» To do
Return verbatim the line containing "Reviewer note: every instance of the shirt collar" together with all lines that follow it, through the end of the records.

» Available records

--*--

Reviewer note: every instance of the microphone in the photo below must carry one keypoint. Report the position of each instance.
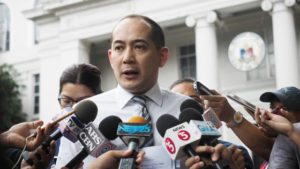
(85, 112)
(94, 142)
(179, 139)
(135, 134)
(209, 134)
(208, 115)
(191, 103)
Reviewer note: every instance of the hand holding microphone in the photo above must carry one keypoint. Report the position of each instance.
(135, 134)
(95, 141)
(111, 159)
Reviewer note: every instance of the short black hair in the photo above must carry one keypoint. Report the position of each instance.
(184, 80)
(84, 74)
(157, 34)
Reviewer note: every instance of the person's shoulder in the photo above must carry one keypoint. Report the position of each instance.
(173, 95)
(102, 96)
(297, 126)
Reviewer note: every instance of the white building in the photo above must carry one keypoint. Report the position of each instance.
(42, 37)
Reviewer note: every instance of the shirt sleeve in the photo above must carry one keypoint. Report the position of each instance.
(283, 154)
(67, 151)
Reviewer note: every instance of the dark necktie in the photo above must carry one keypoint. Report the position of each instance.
(141, 101)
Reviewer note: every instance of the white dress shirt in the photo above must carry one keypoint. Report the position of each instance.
(117, 102)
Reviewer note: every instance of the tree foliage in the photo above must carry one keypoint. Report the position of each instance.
(10, 101)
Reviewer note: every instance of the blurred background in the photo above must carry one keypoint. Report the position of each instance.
(244, 47)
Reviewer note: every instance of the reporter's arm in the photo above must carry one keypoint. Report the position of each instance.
(246, 131)
(111, 159)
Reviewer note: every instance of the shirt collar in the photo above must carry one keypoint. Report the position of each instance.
(123, 96)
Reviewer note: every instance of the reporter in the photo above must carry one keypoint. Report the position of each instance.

--*--

» Exercise response
Reviewer note: every instance of the shirt collar in the photo above must carry one keypoint. Report the position of each instance.
(123, 96)
Reviewer note: every instance of the reporter in the photo above must carry one keypoint. Report the position of each instance.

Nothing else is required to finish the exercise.